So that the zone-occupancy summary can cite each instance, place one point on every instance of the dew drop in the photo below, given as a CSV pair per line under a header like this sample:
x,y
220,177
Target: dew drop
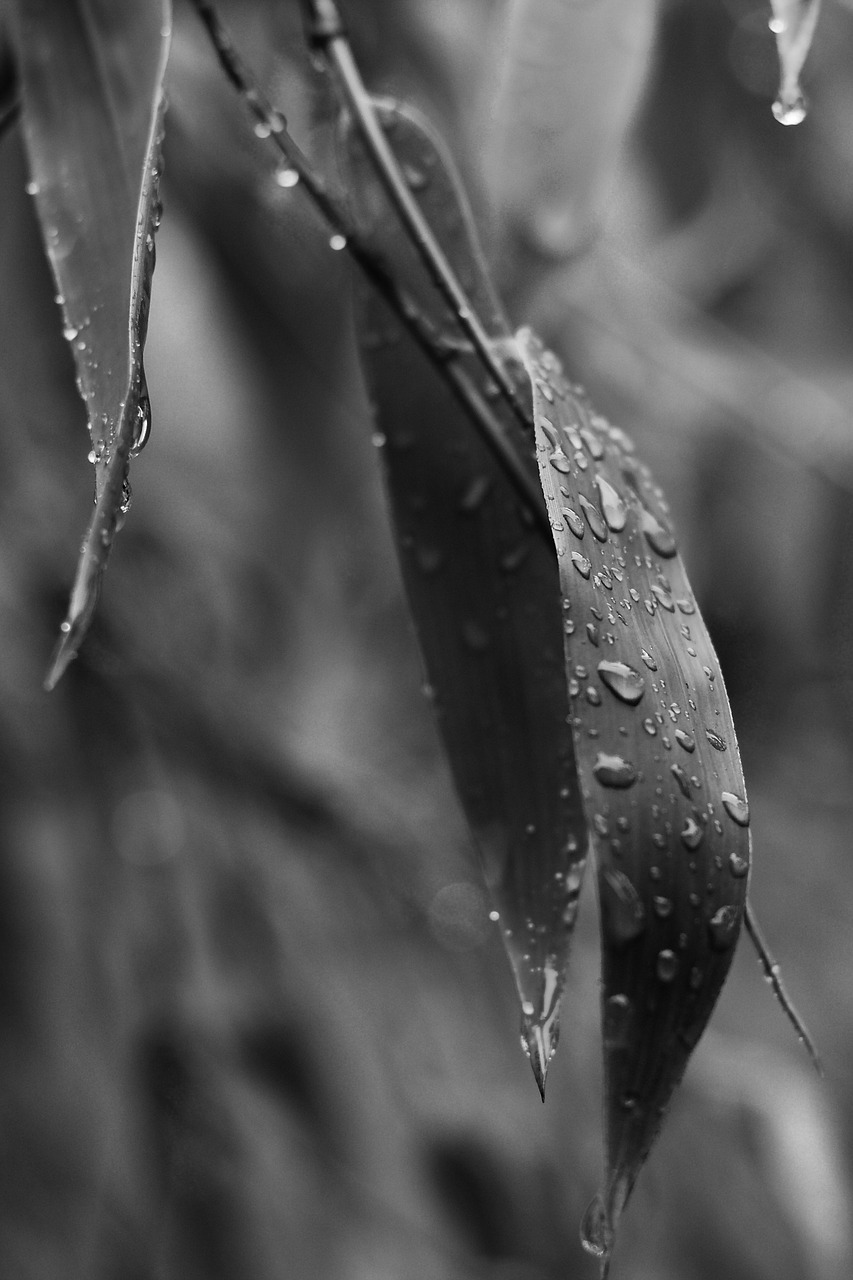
x,y
611,504
723,927
612,771
617,1022
594,519
737,808
623,681
738,865
574,521
693,833
582,563
624,914
666,965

--------------------------------

> [WRITTEN REQUEST]: Rewrite the material above with "dew drop" swapped for "raindrop" wherever it occurs, keeping everything else the same. Don't include the pictures.

> [FINISHED EXERCISE]:
So that the zone-occupancy summary can cite each instance, place one point on every instance of the raindrop in the photo below, given as a CSV pair per line under a header like this sample:
x,y
220,177
Target: raindrop
x,y
611,504
723,927
612,771
617,1022
594,519
737,808
623,681
738,865
574,521
693,833
582,563
624,914
666,965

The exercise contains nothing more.